Records supplied section start

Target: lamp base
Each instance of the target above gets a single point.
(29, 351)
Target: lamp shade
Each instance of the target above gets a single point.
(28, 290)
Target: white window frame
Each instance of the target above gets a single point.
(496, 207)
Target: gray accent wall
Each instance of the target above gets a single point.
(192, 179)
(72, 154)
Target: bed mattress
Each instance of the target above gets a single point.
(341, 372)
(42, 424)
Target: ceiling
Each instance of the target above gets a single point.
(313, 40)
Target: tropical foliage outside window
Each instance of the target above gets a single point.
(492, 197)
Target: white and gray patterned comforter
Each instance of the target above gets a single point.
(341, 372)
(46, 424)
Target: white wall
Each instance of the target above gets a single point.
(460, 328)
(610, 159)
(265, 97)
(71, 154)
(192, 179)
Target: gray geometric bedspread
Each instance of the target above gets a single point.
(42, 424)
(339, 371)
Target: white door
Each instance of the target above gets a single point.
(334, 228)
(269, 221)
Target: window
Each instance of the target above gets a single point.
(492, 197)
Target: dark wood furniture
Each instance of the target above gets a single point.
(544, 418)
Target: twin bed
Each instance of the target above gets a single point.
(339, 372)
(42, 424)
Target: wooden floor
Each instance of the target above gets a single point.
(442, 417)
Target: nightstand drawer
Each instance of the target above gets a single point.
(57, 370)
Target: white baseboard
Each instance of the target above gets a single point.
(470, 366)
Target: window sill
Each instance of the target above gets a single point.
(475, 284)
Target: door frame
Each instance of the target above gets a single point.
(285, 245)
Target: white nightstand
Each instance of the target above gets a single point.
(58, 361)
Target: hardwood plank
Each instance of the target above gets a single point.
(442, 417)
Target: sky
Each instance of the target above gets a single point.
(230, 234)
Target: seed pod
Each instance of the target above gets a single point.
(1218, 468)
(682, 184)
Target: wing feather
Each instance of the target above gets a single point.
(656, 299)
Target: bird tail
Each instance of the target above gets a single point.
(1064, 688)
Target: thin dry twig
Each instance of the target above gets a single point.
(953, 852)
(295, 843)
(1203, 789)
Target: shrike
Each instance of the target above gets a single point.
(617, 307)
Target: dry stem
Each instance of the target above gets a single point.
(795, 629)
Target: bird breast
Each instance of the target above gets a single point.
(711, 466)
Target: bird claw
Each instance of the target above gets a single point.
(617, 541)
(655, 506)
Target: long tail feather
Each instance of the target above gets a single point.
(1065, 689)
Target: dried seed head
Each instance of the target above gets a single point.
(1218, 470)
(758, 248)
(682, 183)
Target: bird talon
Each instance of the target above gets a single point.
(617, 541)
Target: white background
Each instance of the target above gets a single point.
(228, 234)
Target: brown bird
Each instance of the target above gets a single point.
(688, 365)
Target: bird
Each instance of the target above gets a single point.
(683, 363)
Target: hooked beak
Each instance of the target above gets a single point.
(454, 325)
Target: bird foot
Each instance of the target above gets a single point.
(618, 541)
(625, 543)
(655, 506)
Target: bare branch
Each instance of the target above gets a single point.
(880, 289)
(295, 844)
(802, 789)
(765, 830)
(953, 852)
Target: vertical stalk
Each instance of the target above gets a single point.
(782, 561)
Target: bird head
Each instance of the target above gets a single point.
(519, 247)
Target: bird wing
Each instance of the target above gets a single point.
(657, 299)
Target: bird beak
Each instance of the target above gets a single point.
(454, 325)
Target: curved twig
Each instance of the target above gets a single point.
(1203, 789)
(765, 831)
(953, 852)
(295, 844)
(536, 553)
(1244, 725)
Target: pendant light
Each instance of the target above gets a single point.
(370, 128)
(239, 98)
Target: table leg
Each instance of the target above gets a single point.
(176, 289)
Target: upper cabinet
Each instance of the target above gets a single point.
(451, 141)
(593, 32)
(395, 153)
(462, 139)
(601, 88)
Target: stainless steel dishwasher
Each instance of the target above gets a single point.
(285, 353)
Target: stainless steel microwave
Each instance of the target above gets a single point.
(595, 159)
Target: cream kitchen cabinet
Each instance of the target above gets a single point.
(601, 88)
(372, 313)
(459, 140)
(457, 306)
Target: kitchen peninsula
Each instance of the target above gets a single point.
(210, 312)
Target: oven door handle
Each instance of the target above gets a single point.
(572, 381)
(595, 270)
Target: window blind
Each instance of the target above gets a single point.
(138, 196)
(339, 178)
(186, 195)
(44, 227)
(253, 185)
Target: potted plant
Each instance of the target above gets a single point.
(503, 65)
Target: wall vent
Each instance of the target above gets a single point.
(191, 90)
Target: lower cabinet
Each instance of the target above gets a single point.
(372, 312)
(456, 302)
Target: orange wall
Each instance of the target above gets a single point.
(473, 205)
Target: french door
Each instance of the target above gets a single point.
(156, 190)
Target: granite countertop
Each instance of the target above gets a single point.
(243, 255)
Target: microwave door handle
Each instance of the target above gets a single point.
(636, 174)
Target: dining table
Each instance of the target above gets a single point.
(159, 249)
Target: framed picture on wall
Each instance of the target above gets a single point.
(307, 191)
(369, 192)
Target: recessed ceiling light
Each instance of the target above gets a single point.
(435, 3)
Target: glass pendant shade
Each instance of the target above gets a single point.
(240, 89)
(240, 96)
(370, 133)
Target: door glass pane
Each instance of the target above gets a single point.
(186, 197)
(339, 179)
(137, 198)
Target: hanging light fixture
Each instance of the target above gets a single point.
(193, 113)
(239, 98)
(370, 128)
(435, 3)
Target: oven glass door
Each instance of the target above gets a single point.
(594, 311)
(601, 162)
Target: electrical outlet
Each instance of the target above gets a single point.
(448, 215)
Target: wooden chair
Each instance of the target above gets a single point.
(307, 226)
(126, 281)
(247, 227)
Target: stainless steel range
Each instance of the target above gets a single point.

Records supplied section end

All lines of the data above must be repeated exactly.

Target: lamp base
Each instance of the target above gets a single point.
(29, 351)
Target: lamp shade
Each instance of the target above gets a single point.
(28, 290)
Target: white window frame
Each instance of the target above gets a single point.
(496, 207)
Target: gray accent wall
Each instance of the target above gets a single point.
(192, 179)
(72, 154)
Target: bed mattress
Each instance of the target above gets a single point.
(341, 372)
(42, 424)
Target: ceiling
Each instance of the target above gets a single point.
(313, 40)
Target: tropical foliage outside window
Each instance of the target above gets a single point.
(492, 197)
Target: white and gray patterned comforter
Each instance of the target above gets a single point.
(341, 372)
(46, 424)
Target: white wall
Each instance of the target above gets a single point.
(460, 328)
(610, 159)
(265, 97)
(71, 154)
(192, 179)
Target: gray geometric bedspread
Each instance of the target above gets a single point.
(42, 424)
(339, 371)
Target: white door
Each instance of the target above gets a single point.
(334, 228)
(269, 221)
Target: window
Each instance of the target above gets a single point.
(492, 197)
Target: dark wood furniture
Each instance of the target above gets a single point.
(544, 418)
Target: twin bed
Each instance of the target above gets a single point.
(339, 372)
(42, 424)
Target: wooden floor
Each instance of the target above gets a single point.
(442, 417)
Target: nightstand drawer
Each instance of the target above gets a single point.
(57, 370)
Target: white baseboard
Each instance of the target above gets a single point.
(470, 366)
Target: window sill
Each instance of the target above gets a single point.
(475, 284)
Target: door frame
Each instance of the target above gets a single point.
(285, 245)
Target: white nightstand
Each instance of the target above gets a single point.
(58, 361)
Target: hardwood plank
Each instance of the target above gets a single point.
(442, 417)
Target: sky
Each instance of the target above gets a single point.
(230, 234)
Target: seed pod
Each instance of the target above gets a single point.
(1218, 468)
(682, 184)
Target: wing feather
Each instance of the target above gets a single point.
(656, 299)
Target: bird tail
Each instance of the target above gets a single point.
(1064, 688)
Target: thin dry twig
Each instance of the target above gets a single point.
(953, 852)
(295, 843)
(1203, 789)
Target: shrike
Each instance of the target above gets a single point.
(617, 307)
Target: dry stem
Each instance of the target above gets a single point.
(795, 629)
Target: bird breast
Each instance of the target above gets a single point.
(711, 466)
Target: bird claw
Each instance of the target above gets a single point.
(617, 541)
(655, 506)
Target: long tail feather
Each instance of the target above gets a single point.
(1065, 689)
Target: dried seed head
Each instance of the target above gets a single point.
(1218, 470)
(758, 248)
(682, 183)
Target: bird talon
Each instance of the target above gets a single point.
(617, 541)
Target: white background
Each instance of the target above gets a single point.
(228, 234)
Target: brown bird
Each instance of the target above gets a single point.
(688, 365)
Target: bird
Each instance of the target above gets a single point.
(683, 363)
Target: hooked beak
Each instance of the target above gets a single point.
(454, 325)
Target: bird foot
Each instance of the target above gets a single point.
(618, 541)
(625, 543)
(655, 506)
Target: bare branch
Each instance of the target above gets a single point.
(880, 289)
(295, 844)
(802, 789)
(765, 830)
(953, 852)
Target: vertical stalk
Each instance of the target above gets a single point.
(782, 561)
Target: bird head
Each instance of the target above gets a single point.
(519, 247)
Target: bird wing
Each instance of the target above gets a single point.
(657, 299)
Target: bird beak
Each instance of the target above gets a single point.
(454, 325)
Target: curved twig
Each instance of the target above gets a single point.
(1203, 789)
(765, 831)
(953, 852)
(295, 844)
(536, 553)
(1244, 725)
Target: pendant light
Each instance of the target above gets a single point.
(370, 128)
(239, 98)
Target: table leg
Each instance of the target above gets a single point.
(176, 289)
Target: upper cabinet
Each instance of the target above gets a single point.
(451, 141)
(593, 32)
(395, 153)
(462, 139)
(601, 88)
Target: stainless steel dishwasher
Each instance of the target above gets a single point.
(285, 353)
Target: stainless steel microwave
Each instance of the target above gets a single point.
(595, 159)
Target: cream kitchen cabinet
Each instance of the target above gets a single point.
(601, 88)
(372, 313)
(459, 140)
(457, 306)
Target: kitchen peninsula
Each instance of the target above gets a single point.
(210, 312)
Target: oven door handle
Each instance of the target above gets a single point.
(572, 381)
(595, 270)
Target: window blind
Each instance of the target above gets a single point.
(138, 196)
(339, 178)
(186, 195)
(44, 227)
(253, 185)
Target: potted plant
Each instance of the target above gets a single point.
(503, 65)
Target: wall vent
Each instance of the target above gets a single point.
(191, 90)
Target: lower cabinet
Each instance of the target above gets a single point.
(372, 312)
(456, 302)
Target: orange wall
Each instance of the target above gets a single point.
(473, 205)
Target: french door
Each instance of the target above gets a single point.
(156, 190)
Target: granite countertop
Each instance of the target above gets a single point.
(243, 255)
Target: microwave door handle
Each instance of the target above gets a single point.
(636, 174)
Target: dining table
Each instance of the target above gets a single point.
(159, 249)
Target: framed picture on wall
Each instance of the target above gets a single point.
(307, 191)
(369, 192)
Target: recessed ceiling light
Each instance of the target above gets a single point.
(435, 3)
Target: glass pendant shade
Each instance of the target above gets a single point.
(240, 89)
(240, 96)
(370, 133)
Target: door glass pane
Each instance of the target above gets a single point.
(186, 197)
(339, 179)
(137, 198)
Target: hanging light fixture
Each instance of the target above gets a single point.
(193, 113)
(239, 98)
(370, 128)
(435, 3)
Target: oven glass door
Each instance of the target above gets a single point.
(594, 311)
(601, 162)
Target: electrical outlet
Each instance of the target above gets a single point.
(448, 215)
Target: wooden chair
Each instance of the target above gets a single point.
(307, 226)
(126, 281)
(247, 227)
Target: stainless steel range
Each instance of the target above gets a single point.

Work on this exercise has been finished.